• PROVIDED RECORDS

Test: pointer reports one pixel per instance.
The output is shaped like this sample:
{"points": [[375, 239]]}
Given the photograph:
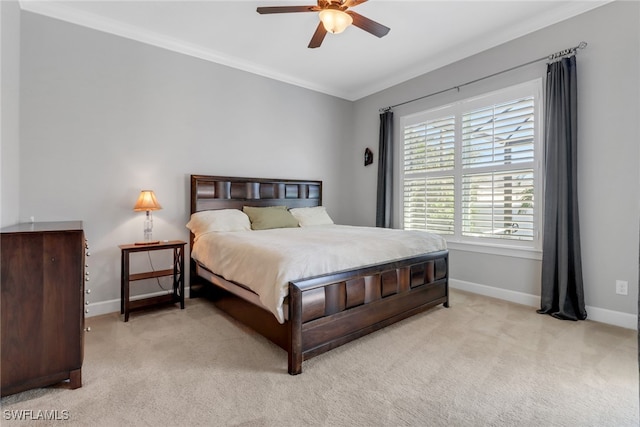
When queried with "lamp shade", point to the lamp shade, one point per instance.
{"points": [[147, 202], [335, 21]]}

• ACTION ITEM
Print exactly the stretch of lines beginning with the one that holds "When queried with" and ending at the last line above.

• ANSWER FOR THIS EXERCISE
When queried with "lamp shade", point to the lamp shade, one point per instance.
{"points": [[147, 202], [335, 21]]}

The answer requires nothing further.